Problem description: Can you render the records below as a JSON list of strings, one string per line, with blank lines skipped and the pictures left out?

Records excerpted from a collection
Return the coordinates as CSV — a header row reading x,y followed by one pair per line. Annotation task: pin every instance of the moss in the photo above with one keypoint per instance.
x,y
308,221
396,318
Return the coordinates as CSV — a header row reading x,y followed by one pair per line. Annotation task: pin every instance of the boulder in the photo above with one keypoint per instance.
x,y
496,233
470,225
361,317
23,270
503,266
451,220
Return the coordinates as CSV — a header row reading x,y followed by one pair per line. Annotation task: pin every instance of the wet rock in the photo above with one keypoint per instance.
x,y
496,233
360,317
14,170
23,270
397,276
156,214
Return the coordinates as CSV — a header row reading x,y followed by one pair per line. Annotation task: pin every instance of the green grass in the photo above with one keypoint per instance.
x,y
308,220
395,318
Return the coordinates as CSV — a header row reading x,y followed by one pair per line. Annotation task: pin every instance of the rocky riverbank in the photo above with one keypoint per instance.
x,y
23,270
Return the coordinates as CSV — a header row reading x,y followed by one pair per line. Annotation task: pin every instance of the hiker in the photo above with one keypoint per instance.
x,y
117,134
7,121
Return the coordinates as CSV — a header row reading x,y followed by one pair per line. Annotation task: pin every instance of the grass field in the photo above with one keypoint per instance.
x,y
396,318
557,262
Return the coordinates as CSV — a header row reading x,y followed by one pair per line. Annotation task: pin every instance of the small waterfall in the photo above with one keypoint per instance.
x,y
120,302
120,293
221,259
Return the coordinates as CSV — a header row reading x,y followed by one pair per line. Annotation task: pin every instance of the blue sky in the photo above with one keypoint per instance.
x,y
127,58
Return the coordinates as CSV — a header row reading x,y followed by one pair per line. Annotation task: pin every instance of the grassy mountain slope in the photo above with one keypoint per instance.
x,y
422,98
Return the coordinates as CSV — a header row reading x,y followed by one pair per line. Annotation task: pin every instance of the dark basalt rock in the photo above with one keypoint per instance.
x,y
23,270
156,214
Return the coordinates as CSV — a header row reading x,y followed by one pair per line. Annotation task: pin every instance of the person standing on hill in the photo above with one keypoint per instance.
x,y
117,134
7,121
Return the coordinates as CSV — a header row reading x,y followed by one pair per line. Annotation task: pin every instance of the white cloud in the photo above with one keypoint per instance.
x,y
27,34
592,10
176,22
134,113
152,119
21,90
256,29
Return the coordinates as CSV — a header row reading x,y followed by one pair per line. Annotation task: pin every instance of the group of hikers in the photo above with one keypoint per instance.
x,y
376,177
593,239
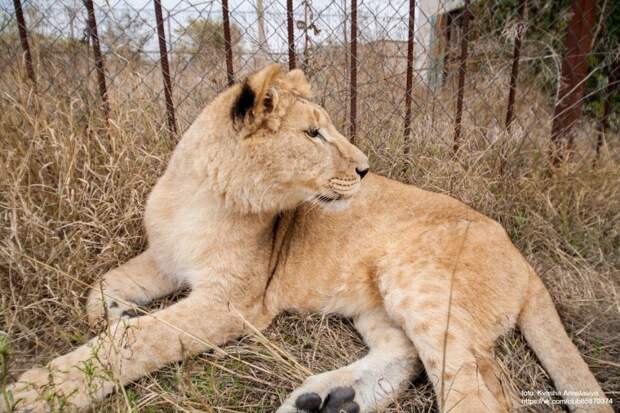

Result of the exercise:
[
  "Return the coordinates as CSV — a header row reading x,y followed by one pair per line. Annotation task: pin every instance of the moss in the photo above with one keypoint per instance.",
  "x,y",
  "308,221",
  "396,318",
  "Return the coordinates as CSV — a header row reading x,y followed by one pair per line. Annotation task: pin every instance of the boulder in the photo above with one keypoint per instance.",
  "x,y",
  "496,233",
  "470,225",
  "361,317",
  "23,270",
  "503,266",
  "451,220",
  "Return the coordinates as CSV — a header row reading x,y followed by one pair per line. Annotation task: pin every instance of the wet rock in the photo above with one keypoint per instance.",
  "x,y",
  "496,233",
  "360,317",
  "14,170",
  "23,270",
  "397,276",
  "156,214",
  "Return the coordinates as CSV — a header row reading x,y followed by one pair per line. Annotation task: pin every instance of the green grass in the photo above with one keypoint per instance.",
  "x,y",
  "308,220",
  "395,318",
  "Return the coordinates as CSV — a header row reading x,y followed by one pair per line. Annotation task: pin every instance of the rocky riverbank in the photo above with one keypoint per instance.",
  "x,y",
  "23,270",
  "Return the coordinates as CSV — a header row reading x,y followed by one pair per line. Annotation task: pin every instance of the hiker in the photo above with one keypoint per instance.",
  "x,y",
  "117,134",
  "7,121",
  "Return the coordinates as CSV — a header row reading x,y followed by one pair per line. Annotation task: pin every instance of the grass field in the photo above with one keypoint per instance.",
  "x,y",
  "396,318",
  "557,262",
  "Return the coordinates as CSV — a header row reading x,y followed by one pair per line. Annotation task: pin every instance of the small waterfall in the photo above with one keypoint per instance.",
  "x,y",
  "120,302",
  "120,293",
  "221,259",
  "Return the coordinates as CSV — a header row reading x,y followed by one pair per line. Annotation task: pin every instance of the blue sky in the photo above with one keypoint per instance.",
  "x,y",
  "127,58",
  "Return the coordinates as CSV — a header row reading x,y followed by one pair per line. Annotation task: pin every instance of the grassy mountain slope in the photo above with one keypoint per instance.",
  "x,y",
  "422,98",
  "Return the coordinates as CSV — a header row reading x,y followed by one pair per line. Annotation task: pin every instance of the dark basalt rock in the photo above with one keypoint per instance.",
  "x,y",
  "23,270",
  "156,214",
  "Return the coordinates as CSV — a header row reading x,y followed by one pair per line. Annotation task: pin every instance of the person standing on hill in the photo above with one keypoint per instance.",
  "x,y",
  "117,134",
  "7,121",
  "Return the coordinates as CSV — a header row reading x,y followed by one pair per line. Annotation task: pin every instance of the white cloud in the photo above with one keypoint per instance.",
  "x,y",
  "27,34",
  "592,10",
  "176,22",
  "134,113",
  "152,119",
  "21,90",
  "256,29",
  "Return the coordinates as CSV — a header row reading x,y followed by one pair per line. Annotation task: pin every instance of the group of hikers in the photo above with one keypoint per instance.",
  "x,y",
  "376,177",
  "593,239"
]